-- Work item --
Give a verbatim copy of the data, leaving the pictures out.

=====

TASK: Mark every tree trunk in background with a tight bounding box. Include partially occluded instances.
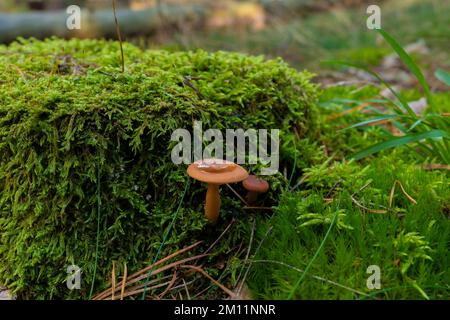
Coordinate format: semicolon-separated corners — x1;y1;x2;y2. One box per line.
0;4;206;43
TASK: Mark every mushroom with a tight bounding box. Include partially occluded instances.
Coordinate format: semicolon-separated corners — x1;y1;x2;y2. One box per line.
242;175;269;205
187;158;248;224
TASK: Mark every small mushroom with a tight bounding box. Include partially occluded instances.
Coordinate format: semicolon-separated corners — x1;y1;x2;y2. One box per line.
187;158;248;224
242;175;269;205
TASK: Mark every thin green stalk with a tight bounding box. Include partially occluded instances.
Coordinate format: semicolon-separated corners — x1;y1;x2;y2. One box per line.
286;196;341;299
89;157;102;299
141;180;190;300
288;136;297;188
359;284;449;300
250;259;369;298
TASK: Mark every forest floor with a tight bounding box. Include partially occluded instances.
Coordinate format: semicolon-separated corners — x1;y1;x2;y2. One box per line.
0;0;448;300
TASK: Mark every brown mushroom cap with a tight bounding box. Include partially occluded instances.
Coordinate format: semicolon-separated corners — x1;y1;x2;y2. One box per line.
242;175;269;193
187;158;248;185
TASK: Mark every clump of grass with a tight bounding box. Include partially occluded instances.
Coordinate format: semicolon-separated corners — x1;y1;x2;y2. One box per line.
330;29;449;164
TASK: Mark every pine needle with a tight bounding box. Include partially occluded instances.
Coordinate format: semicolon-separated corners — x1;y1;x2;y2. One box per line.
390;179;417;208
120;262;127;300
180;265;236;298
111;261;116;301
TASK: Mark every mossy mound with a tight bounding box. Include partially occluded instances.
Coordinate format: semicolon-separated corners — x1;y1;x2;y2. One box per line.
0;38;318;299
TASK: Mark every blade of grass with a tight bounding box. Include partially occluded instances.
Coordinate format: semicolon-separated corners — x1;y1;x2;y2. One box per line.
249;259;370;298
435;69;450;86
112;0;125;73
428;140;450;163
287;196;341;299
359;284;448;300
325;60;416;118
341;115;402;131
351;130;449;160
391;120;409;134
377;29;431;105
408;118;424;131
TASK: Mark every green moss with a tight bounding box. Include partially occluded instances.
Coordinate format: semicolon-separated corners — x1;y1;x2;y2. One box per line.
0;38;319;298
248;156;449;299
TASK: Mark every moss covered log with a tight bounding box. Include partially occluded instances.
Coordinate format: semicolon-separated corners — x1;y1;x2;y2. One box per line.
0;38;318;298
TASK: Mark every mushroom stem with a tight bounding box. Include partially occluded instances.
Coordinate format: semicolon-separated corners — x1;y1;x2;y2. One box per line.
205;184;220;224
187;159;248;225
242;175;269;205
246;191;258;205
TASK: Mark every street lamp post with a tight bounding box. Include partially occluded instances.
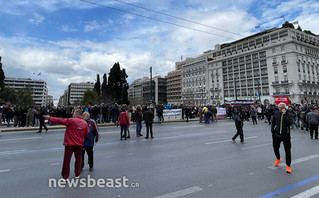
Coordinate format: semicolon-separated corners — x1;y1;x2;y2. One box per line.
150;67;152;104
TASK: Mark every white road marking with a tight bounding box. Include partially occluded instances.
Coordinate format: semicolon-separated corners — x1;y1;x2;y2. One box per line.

=====

-- Answer section --
TASK: Mark every tree trunk in background with a tight bounding box. Include partially occluded instances.
Coordinate format: semicolon-separated corners — x1;y1;x2;y2. One box per line.
0;4;206;43
TASK: Mark every mushroom with a tight bounding box. Include partially occluded instances.
Coordinate format: semicolon-separated corners — x1;y1;x2;y2. One box per line.
242;175;269;205
187;158;248;224
TASK: Mark every small mushroom with a tight bounding box. Include partially occluded instances.
Coordinate format: semicolon-separated corners — x1;y1;x2;y2. One box per line.
187;158;248;224
242;175;269;205
TASK: Mark every thin green stalk with a tight bounding box. Include partially occluded instances.
Coordinate format: semicolon-separated corners — x1;y1;x2;y2. One box per line.
286;196;341;299
89;157;102;299
141;180;190;300
288;136;297;188
359;284;449;300
250;259;369;298
TASK: Mark every forest floor with a tight bounding box. Include partially occluded instances.
Coordinate format: semicolon-separated corners — x1;y1;x2;y2. One box per line.
0;0;448;300
TASK: Mark every brown mushroom cap with a tight bounding box. Include partially occluded instances.
Coordinate format: semicolon-separated corners — x1;y1;x2;y2. One box per line.
242;175;269;193
187;158;248;185
TASK: Mark every clump of grass with a tight bounding box. Include partially occluded instances.
Coordinate format: semicolon-separated corners — x1;y1;x2;y2. One box per line.
330;29;449;164
TASK: Mark every pine needle with a tight bounding box. Include partially occluded instances.
Coordinate format: semicolon-separated corners — x1;y1;x2;y2. One box per line.
390;179;417;208
120;262;127;300
180;265;236;298
111;261;116;301
TASK: Mark every mossy mound with a tight bounding box. Include partially occluded instances.
Coordinate format: semicolon-separated corners — x1;y1;x2;y2. One box per line.
0;38;318;299
TASK: Mark every blade of grass with a tight bounding box. Include partially occluded instances.
Coordinate format: semicolon-separated corners — x1;y1;x2;y2. One box per line.
249;259;370;298
435;69;450;86
112;0;125;73
428;140;450;163
287;196;341;299
359;284;448;300
325;60;416;118
341;115;402;131
351;130;449;160
391;120;409;134
377;29;431;105
408;118;424;131
TASK: Mark every green moss with a tight bounding box. Include partially occluded instances.
Coordinate format: semicolon-separated corners — x1;y1;x2;y2. One box per line.
0;38;319;298
248;156;449;299
TASK: Mark every moss covered log with a tight bounding box. Include partially occluded instances.
Coordinate format: semicolon-separated corners — x1;y1;x2;y2. One box per line.
0;38;318;298
TASK: Mark every mushroom stem with a tight bounding box. Include partially occluded instances.
Coordinate format: semicolon-separated corners — x1;y1;x2;y2. One box per line.
205;184;220;224
187;159;248;225
242;175;269;205
246;191;258;205
TASK: Mark every street lamp post with a tight bounding box. Include partially occluded instances.
Coordinate format: semicolon-separated corners — x1;y1;x2;y2. One box per line.
150;67;152;104
TASK: Mark every white road marking with a tight bounding box. Include partially occluded instances.
Coordinate format: semicolon-separated corners — x1;y1;x2;y2. One box per line.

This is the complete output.